“Representative Virginia Foxx is planning to leverage the decline in public perception of higher education to usher in a new era of stronger accountability for the nation’s colleges and universities in her role as chairwoman of the House education committee.
This is ‘exactly the right time’ to reauthorize the Higher Education Act of 1965, Foxx said in a recent interview with Inside Higher Ed. The last reauthorization was in 2008, and the law is supposed to be renewed every five years. Foxx and other lawmakers have tried over the years to pass comprehensive higher education legislation—only for those efforts to fail—and observers are skeptical that meaningful higher education bills can pass both chambers during this session of Congress.
Still, Foxx is hopeful that she can get a bill across the finish line before the end of next year, even though Democrats control the Senate and White House. That’s because, she said, the COVID-19 pandemic exposed gaps in the higher education system and fueled drops in public opinion about higher education.
··········
*EXERCISE DESCRIPTION*.
Reproduce everything in the passage on Virginia Foxx and higher education, starting at "This is ‘exactly" and continuing down to "about higher education.".

*RECORD EXTRACTS*.
··········
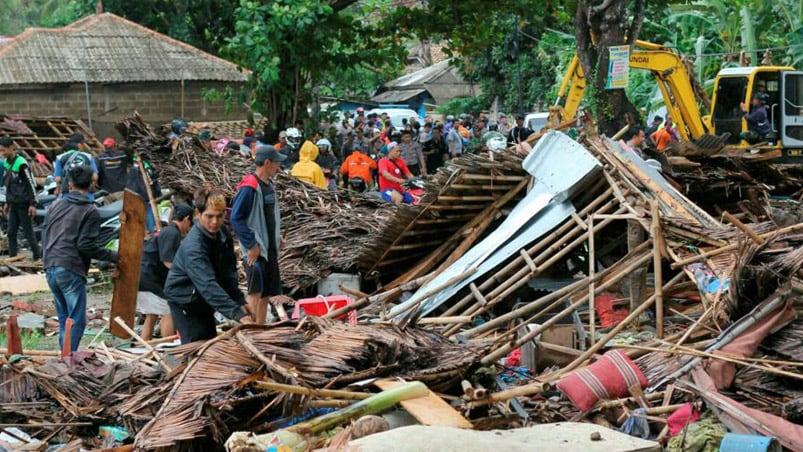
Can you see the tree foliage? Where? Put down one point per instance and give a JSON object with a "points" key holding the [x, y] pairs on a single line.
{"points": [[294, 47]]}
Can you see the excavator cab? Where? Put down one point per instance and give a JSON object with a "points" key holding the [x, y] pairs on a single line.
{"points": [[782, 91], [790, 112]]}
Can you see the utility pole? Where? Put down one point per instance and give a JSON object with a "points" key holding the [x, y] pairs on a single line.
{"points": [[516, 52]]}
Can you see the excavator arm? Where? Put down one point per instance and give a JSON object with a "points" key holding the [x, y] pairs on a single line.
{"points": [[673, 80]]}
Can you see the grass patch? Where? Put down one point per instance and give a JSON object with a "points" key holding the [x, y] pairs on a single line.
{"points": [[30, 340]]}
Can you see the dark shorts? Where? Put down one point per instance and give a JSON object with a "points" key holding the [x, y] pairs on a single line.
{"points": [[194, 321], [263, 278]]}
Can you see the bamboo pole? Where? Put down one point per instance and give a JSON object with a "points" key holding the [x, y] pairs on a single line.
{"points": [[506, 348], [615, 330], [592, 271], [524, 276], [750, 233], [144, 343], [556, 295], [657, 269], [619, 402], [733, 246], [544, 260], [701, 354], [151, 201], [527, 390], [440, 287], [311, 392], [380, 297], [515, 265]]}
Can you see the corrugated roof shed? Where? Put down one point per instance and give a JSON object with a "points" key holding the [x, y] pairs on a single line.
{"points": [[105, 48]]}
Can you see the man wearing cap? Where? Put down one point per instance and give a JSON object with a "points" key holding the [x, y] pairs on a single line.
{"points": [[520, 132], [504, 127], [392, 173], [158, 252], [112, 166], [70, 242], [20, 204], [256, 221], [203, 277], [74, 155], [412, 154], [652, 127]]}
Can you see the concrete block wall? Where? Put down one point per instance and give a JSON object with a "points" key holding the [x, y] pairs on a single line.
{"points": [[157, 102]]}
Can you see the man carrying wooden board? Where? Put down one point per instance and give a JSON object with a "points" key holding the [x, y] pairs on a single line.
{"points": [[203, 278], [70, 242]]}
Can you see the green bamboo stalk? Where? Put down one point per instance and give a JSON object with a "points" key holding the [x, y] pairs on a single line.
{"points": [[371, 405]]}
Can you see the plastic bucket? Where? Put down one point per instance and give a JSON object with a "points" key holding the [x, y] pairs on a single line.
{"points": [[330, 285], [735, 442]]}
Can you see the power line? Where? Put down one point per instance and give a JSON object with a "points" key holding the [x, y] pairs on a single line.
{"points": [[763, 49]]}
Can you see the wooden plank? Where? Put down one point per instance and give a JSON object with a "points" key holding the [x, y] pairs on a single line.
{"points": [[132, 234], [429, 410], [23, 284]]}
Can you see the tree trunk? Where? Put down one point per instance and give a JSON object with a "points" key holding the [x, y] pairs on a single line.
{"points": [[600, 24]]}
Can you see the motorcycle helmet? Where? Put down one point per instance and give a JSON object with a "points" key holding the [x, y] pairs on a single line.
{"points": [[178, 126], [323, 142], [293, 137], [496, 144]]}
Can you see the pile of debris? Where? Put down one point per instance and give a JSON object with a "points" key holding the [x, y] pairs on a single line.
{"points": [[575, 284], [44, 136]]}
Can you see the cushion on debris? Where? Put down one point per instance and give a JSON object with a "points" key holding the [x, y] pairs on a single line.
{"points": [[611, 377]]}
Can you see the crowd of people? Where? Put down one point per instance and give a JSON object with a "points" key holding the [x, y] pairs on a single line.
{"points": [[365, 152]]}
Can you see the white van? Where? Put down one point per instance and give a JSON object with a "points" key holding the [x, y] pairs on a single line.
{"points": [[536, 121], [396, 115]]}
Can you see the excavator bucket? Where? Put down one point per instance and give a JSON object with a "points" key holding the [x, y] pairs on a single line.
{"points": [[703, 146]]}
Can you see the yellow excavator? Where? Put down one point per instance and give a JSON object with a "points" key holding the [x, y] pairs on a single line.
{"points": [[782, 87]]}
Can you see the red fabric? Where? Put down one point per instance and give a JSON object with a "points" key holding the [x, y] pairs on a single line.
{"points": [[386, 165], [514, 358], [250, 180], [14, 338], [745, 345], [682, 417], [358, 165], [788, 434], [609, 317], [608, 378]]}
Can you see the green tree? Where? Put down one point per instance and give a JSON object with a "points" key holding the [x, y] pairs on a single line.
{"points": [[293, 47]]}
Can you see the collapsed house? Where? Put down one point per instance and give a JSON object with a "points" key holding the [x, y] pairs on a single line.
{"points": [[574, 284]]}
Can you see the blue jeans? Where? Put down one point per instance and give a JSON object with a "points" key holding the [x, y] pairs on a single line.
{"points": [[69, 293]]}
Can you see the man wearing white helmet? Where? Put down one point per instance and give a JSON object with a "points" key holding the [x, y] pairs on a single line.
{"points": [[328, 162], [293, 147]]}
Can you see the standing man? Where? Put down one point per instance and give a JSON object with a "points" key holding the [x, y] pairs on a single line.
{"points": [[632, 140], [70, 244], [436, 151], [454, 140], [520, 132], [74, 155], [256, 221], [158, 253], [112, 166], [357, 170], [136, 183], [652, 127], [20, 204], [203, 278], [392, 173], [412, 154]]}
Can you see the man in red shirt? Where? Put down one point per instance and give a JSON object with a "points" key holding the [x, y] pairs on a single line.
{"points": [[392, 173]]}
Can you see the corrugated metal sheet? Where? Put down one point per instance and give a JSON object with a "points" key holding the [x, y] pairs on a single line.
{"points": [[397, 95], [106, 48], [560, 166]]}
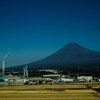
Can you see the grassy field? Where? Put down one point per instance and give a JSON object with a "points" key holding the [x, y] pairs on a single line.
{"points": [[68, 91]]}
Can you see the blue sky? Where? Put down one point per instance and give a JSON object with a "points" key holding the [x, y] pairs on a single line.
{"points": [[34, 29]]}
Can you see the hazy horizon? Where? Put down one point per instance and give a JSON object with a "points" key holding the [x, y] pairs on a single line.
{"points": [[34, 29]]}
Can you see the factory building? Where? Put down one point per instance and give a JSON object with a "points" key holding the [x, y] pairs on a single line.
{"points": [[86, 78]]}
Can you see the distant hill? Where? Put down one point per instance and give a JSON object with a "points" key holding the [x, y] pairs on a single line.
··········
*RESULT BELOW*.
This is ‘exactly the right time’ to reauthorize the Higher Education Act of 1965, Foxx said in a recent interview with Inside Higher Ed. The last reauthorization was in 2008, and the law is supposed to be renewed every five years. Foxx and other lawmakers have tried over the years to pass comprehensive higher education legislation—only for those efforts to fail—and observers are skeptical that meaningful higher education bills can pass both chambers during this session of Congress.
Still, Foxx is hopeful that she can get a bill across the finish line before the end of next year, even though Democrats control the Senate and White House. That’s because, she said, the COVID-19 pandemic exposed gaps in the higher education system and fueled drops in public opinion about higher education.